* Start Data lines *

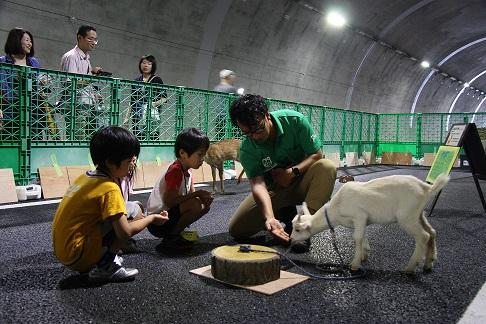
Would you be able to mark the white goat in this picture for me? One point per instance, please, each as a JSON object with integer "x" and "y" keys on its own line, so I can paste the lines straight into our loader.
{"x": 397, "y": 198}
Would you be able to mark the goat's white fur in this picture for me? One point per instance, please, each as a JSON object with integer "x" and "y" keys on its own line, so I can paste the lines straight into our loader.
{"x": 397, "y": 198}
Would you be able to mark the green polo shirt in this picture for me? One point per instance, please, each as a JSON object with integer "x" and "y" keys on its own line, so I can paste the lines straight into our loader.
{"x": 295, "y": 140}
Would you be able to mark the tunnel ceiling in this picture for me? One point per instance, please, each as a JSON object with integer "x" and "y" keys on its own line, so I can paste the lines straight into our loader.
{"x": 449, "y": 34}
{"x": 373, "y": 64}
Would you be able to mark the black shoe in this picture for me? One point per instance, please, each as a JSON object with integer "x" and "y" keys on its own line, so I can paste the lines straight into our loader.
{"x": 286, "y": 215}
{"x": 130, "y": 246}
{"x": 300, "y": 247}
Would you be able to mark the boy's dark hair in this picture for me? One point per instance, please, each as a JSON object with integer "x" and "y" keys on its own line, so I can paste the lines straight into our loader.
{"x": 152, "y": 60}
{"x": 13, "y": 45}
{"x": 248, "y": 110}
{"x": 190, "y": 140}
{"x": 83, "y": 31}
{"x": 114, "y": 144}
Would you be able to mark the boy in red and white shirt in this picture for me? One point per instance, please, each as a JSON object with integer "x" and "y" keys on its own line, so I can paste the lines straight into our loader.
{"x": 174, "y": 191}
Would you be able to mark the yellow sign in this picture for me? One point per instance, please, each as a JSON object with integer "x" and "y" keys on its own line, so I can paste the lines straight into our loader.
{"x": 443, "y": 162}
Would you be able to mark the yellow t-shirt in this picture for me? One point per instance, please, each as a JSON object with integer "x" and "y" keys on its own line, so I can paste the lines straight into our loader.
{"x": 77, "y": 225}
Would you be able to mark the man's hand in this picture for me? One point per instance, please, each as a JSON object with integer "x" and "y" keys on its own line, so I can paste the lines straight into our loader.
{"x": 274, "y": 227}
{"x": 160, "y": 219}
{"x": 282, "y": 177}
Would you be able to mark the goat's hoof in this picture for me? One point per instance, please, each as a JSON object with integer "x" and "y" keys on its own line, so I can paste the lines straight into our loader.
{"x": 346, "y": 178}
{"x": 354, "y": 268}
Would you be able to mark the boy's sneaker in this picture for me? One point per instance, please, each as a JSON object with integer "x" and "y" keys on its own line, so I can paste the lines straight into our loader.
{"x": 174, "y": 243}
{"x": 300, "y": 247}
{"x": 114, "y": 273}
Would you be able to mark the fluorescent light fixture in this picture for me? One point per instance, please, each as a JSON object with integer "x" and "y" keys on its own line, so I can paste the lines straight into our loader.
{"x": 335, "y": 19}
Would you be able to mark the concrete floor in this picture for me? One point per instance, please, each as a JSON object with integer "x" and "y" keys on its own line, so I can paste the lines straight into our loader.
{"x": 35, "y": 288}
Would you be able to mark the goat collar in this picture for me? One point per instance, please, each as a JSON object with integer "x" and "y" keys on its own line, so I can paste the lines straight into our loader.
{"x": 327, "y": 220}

* End Data lines *
* Start Data lines *

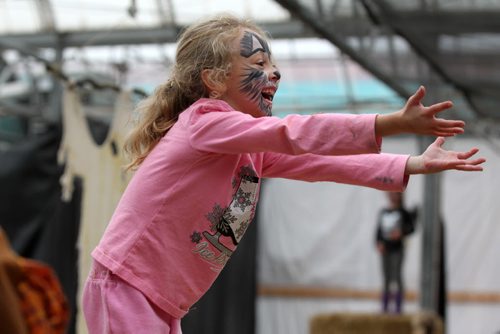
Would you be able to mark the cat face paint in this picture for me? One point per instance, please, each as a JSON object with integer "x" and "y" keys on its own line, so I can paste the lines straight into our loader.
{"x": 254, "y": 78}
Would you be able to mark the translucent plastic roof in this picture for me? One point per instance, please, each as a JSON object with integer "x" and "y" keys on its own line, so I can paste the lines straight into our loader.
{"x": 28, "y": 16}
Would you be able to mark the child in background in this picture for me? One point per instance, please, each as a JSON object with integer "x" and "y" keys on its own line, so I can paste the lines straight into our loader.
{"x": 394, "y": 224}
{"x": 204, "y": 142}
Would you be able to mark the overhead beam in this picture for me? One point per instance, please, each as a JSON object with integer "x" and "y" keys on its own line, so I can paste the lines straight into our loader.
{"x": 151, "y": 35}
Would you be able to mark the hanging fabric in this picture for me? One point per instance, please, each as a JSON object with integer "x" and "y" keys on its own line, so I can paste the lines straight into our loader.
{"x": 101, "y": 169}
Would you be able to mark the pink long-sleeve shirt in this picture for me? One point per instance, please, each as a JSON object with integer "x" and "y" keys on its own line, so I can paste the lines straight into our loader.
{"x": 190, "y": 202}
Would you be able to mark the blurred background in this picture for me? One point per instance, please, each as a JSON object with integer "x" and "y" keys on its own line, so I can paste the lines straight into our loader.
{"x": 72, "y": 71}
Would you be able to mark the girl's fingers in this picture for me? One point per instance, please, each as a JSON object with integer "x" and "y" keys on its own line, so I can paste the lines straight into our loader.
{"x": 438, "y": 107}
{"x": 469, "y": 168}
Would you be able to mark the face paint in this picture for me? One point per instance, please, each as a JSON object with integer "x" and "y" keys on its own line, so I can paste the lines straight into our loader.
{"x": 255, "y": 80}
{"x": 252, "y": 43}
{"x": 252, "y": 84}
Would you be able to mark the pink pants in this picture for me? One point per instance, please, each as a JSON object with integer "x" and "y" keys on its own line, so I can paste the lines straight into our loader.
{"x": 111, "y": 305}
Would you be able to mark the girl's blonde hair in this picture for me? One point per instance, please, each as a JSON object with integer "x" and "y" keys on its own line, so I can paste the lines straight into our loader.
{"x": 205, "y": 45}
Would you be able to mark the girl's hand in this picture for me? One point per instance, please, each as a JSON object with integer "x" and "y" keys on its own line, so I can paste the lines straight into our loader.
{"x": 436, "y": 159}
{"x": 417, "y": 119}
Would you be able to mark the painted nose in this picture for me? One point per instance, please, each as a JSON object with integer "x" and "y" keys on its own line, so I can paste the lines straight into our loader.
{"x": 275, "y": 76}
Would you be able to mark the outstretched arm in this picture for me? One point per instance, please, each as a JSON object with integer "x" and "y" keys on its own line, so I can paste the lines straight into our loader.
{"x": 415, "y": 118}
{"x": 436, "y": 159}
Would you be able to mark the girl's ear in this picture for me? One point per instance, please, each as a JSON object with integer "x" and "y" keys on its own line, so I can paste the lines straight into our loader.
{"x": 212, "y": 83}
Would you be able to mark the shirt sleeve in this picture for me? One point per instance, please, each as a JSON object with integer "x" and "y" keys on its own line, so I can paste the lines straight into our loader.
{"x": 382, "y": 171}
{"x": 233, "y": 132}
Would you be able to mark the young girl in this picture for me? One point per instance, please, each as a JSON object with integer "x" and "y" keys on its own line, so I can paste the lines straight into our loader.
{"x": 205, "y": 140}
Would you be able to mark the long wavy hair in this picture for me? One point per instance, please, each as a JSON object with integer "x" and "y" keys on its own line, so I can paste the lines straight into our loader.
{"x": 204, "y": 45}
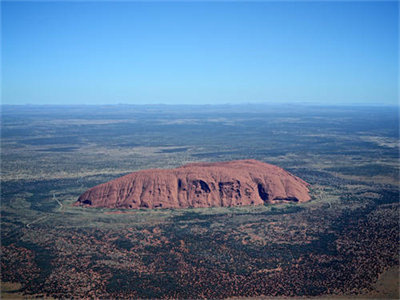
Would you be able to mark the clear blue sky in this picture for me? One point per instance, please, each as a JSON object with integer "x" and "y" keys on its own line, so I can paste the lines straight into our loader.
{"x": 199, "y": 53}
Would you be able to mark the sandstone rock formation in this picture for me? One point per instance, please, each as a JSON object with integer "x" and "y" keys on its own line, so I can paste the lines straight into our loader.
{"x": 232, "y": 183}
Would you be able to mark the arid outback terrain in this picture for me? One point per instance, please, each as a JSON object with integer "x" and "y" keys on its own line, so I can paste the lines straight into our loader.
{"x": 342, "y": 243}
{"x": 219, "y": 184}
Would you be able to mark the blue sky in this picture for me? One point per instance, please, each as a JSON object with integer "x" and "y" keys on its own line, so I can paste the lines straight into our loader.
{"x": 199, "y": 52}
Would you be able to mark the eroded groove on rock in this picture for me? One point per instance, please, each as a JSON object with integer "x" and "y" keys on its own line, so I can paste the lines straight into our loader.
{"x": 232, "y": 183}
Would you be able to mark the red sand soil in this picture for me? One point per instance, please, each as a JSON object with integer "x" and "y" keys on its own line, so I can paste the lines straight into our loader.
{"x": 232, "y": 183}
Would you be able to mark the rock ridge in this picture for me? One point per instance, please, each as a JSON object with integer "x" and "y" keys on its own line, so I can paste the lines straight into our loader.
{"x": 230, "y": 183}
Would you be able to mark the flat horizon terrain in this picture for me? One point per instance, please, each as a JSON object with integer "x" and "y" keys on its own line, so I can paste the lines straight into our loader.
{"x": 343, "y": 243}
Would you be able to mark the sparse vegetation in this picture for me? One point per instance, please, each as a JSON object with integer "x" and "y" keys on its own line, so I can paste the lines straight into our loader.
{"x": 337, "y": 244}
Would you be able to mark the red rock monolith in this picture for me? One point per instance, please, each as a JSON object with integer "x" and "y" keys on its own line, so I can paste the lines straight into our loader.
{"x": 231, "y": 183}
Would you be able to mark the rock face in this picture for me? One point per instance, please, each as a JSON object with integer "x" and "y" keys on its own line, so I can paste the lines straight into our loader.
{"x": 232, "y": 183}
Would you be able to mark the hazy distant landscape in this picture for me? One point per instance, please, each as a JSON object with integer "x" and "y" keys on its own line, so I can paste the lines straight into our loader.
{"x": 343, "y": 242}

* End Data lines *

### What is required
Give back every line in the entries above that contains the word "soil".

### Expected answer
Would you be able to mark the red sand soil in this picture for me? One point per instance, please, each as a JSON object with integer "x" and "y" keys on its own line, so I can paste the lines straight into our loader.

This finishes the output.